— TEXT SHOWN —
All the children have since recovered, although one of the boys told the tribunal that he has suffered recurrent headaches since the incident.
The investigation by the HSE and Greater Manchester Police found that the dive training staff had obtained air fills supplied by Aqua Logistics Limited. The investigation determined that Shearn had not correctly installed and maintained the compressor. A fire in the filtration system resulted in the tanks being filled with contaminated air which was subsequently supplied to YU Diving. A CO sensor that would have shut down the compressor in such an event was found to be not working at the time.
Geoffrey Gordon Shearn, the sole director of Aqua Logistics, pleaded guilty to breaching section 37 of the Health & Safety at Work Act. He was given a 12-month community order with a requirement for 100 hours unpaid work and ordered to pay £5,000 costs.
The compressor that contaminated the air fills. had been used without problems for two years prior to the incident. Andrew McGhee, acting on behalf of Aqua Logistics said that 'there was no evidence any "obvious industry standard" had been neglected' by Aqua Logistics, which he described as a 'hugely conscientious company'. McGhee added that Shearn was 'a man of good character and an upstanding professional in his field' who was 'absolutely shaken and taken aback' and had expressed 'genuine and deep remorse' following the incident.

Stored data entries
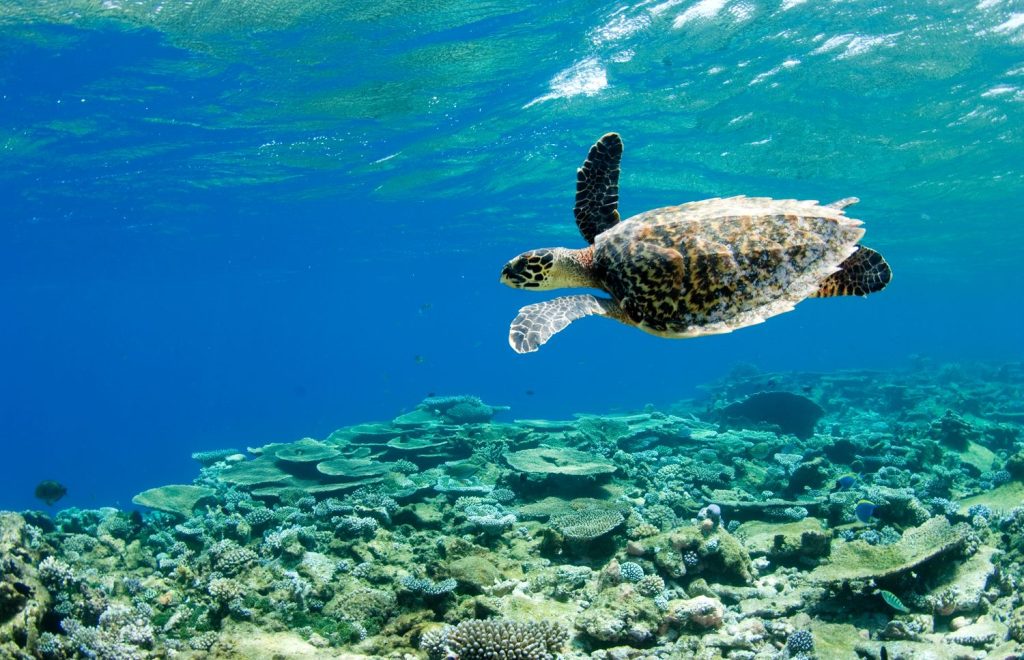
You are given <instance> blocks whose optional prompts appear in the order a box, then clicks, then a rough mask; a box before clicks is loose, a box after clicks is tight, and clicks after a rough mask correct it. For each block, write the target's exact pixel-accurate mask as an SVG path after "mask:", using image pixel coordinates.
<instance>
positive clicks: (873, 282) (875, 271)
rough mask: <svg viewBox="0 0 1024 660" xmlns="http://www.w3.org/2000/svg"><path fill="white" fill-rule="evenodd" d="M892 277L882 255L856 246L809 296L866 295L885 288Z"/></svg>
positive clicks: (821, 282) (827, 297) (891, 278)
mask: <svg viewBox="0 0 1024 660" xmlns="http://www.w3.org/2000/svg"><path fill="white" fill-rule="evenodd" d="M892 278H893V271H892V269H891V268H889V264H888V263H886V260H885V258H883V256H882V255H880V254H879V253H877V252H874V251H873V250H871V249H870V248H865V247H863V246H857V251H856V252H854V253H853V254H852V255H850V256H849V257H847V259H846V261H844V262H843V263H842V264H840V266H839V270H838V271H836V272H834V273H833V274H830V275H828V276H827V277H825V279H824V281H823V282H821V287H819V288H818V291H817V292H815V293H814V294H813V295H812V296H811V297H812V298H830V297H833V296H866V295H868V294H873V293H876V292H880V291H882V290H883V289H885V288H886V285H887V284H889V282H890V281H891V280H892Z"/></svg>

— REQUIRED WORK —
Transcribe the part of the article on the contaminated dive air fills that starts with "All the children" and goes on through "pay £5,000 costs.".

— RESULT OF THE TASK —
All the children have since recovered, although one of the boys told the tribunal that he has suffered recurrent headaches since the incident.
The investigation by the HSE and Greater Manchester Police found that the dive training staff had obtained air fills supplied by Aqua Logistics Limited. The investigation determined that Shearn had not correctly installed and maintained the compressor. A fire in the filtration system resulted in the tanks being filled with contaminated air which was subsequently supplied to YU Diving. A CO sensor that would have shut down the compressor in such an event was found to be not working at the time.
Geoffrey Gordon Shearn, the sole director of Aqua Logistics, pleaded guilty to breaching section 37 of the Health & Safety at Work Act. He was given a 12-month community order with a requirement for 100 hours unpaid work and ordered to pay £5,000 costs.